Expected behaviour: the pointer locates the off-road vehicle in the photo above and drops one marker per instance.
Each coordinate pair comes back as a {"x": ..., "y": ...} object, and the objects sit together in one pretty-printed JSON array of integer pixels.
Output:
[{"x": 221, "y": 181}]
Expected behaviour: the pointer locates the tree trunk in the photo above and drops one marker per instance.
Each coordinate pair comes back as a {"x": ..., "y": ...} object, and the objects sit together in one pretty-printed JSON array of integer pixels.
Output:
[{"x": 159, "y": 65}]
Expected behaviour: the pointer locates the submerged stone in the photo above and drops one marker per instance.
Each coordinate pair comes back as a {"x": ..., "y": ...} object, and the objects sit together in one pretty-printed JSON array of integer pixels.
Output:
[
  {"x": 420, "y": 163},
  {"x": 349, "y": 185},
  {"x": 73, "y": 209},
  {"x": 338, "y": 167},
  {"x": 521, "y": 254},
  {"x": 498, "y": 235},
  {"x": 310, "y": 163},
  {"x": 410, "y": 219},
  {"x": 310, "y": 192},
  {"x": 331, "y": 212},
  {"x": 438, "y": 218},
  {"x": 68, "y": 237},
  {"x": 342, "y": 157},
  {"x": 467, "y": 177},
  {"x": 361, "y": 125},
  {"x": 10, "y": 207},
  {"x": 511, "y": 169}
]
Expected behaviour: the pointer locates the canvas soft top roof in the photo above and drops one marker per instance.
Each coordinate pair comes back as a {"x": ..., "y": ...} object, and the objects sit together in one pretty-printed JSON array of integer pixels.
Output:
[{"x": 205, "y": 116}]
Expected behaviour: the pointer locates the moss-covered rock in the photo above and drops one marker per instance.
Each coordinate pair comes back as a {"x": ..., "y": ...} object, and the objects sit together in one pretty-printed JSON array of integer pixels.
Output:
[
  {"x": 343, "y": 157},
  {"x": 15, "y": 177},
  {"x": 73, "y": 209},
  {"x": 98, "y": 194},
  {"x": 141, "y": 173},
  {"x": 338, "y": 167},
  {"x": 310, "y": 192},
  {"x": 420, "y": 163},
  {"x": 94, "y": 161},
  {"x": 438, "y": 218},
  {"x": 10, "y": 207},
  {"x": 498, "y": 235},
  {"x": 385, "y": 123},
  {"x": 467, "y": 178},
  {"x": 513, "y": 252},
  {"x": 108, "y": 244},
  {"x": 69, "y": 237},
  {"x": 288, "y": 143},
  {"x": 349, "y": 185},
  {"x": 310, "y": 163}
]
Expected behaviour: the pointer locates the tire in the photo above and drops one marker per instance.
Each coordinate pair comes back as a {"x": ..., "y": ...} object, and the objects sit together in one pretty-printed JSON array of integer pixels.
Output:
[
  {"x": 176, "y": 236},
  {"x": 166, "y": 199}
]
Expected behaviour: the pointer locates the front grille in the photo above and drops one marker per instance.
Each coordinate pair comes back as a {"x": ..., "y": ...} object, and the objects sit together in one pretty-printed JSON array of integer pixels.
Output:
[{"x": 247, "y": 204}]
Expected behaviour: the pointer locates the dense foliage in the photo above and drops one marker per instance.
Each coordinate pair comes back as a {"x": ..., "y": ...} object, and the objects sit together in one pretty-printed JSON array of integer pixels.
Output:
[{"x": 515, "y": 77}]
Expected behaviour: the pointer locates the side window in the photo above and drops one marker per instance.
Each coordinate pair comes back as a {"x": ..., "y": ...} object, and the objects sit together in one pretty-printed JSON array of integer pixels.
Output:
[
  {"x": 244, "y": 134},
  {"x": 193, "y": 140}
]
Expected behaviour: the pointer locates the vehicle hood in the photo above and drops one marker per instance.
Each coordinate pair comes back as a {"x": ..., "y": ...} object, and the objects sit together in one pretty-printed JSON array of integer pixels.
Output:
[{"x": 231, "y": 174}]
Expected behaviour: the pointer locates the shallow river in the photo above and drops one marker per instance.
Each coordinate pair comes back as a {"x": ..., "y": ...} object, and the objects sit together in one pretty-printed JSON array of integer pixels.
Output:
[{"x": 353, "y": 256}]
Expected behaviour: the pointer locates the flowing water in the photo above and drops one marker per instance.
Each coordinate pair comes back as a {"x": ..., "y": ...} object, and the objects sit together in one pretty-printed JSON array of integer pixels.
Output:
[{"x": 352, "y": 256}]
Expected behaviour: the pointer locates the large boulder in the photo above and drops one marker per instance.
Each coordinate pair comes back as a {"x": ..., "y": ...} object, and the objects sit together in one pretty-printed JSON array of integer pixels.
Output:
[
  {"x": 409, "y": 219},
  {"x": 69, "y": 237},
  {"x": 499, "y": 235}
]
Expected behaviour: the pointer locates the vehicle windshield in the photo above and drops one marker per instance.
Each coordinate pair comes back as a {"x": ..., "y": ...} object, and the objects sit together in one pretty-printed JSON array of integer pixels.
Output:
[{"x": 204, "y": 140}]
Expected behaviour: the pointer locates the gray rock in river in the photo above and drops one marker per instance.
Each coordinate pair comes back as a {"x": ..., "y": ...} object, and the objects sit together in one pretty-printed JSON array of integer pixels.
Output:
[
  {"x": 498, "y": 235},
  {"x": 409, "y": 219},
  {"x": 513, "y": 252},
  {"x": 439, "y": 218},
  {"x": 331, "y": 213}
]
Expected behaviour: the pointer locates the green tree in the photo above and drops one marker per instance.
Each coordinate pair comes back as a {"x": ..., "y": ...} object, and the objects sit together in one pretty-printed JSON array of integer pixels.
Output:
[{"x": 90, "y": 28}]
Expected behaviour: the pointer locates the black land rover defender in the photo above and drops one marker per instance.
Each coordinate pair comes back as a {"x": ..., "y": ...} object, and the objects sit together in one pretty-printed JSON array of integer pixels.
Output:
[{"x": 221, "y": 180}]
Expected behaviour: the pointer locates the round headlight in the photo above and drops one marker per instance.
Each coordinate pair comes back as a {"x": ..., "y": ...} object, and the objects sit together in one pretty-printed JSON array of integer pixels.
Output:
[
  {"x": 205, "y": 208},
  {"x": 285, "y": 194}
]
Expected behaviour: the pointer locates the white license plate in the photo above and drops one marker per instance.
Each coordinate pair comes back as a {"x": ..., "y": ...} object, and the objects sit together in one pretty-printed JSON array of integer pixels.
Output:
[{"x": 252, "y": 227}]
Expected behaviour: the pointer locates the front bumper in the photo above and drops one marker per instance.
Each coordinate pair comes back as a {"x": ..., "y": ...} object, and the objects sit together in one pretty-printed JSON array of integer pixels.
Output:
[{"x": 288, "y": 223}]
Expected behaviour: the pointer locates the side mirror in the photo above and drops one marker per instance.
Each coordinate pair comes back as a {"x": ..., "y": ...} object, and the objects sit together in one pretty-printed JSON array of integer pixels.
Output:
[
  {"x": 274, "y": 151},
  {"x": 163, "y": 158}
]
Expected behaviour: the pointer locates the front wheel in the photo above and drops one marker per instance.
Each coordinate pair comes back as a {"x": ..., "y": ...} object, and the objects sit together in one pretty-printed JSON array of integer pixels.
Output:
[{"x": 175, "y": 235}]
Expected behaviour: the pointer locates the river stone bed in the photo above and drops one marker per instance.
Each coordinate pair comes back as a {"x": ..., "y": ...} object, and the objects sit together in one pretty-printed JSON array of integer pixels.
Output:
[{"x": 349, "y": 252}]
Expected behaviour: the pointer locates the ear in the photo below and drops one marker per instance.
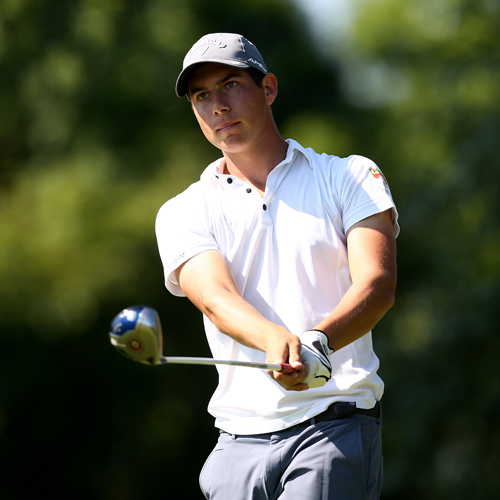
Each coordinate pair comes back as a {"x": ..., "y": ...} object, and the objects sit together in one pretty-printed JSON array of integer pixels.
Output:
[{"x": 270, "y": 87}]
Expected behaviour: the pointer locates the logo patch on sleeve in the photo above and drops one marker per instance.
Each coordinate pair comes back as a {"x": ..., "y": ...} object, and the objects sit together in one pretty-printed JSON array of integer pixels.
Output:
[{"x": 377, "y": 173}]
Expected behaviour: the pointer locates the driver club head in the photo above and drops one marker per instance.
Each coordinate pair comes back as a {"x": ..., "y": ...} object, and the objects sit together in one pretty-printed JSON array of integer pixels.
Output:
[{"x": 136, "y": 333}]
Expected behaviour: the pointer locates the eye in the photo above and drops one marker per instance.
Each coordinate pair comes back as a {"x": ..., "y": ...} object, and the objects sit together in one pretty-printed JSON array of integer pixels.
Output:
[{"x": 201, "y": 96}]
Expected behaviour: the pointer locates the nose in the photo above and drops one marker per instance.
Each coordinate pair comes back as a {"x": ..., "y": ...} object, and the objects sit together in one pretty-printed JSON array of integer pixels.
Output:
[{"x": 219, "y": 104}]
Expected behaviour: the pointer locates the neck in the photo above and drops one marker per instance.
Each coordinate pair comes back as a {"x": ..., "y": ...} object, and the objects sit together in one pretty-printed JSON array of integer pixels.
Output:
[{"x": 255, "y": 165}]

───

## GIVEN PROBLEM
Take the line that contains "Expected behaviour: the pointer locates the nose" and every line after it through the end of the listing above, and repeat them exactly.

## CORRECT OUTPUT
Expected behaviour: the pointer locates the nose in the photo above and drops one marker per instance.
Each coordinate pair comes back as a {"x": ..., "y": ...} object, and the objects sit together in one pretty-printed JSON array of integer pixels.
Output:
[{"x": 219, "y": 104}]
Expected behaviour: the pointer locates the neck in the photo above and drops one marker per instance.
Each coordinate pair comes back as a {"x": ..., "y": ...} object, and the objects sit together in one pretty-printed JSON array of integer pixels.
Output:
[{"x": 255, "y": 165}]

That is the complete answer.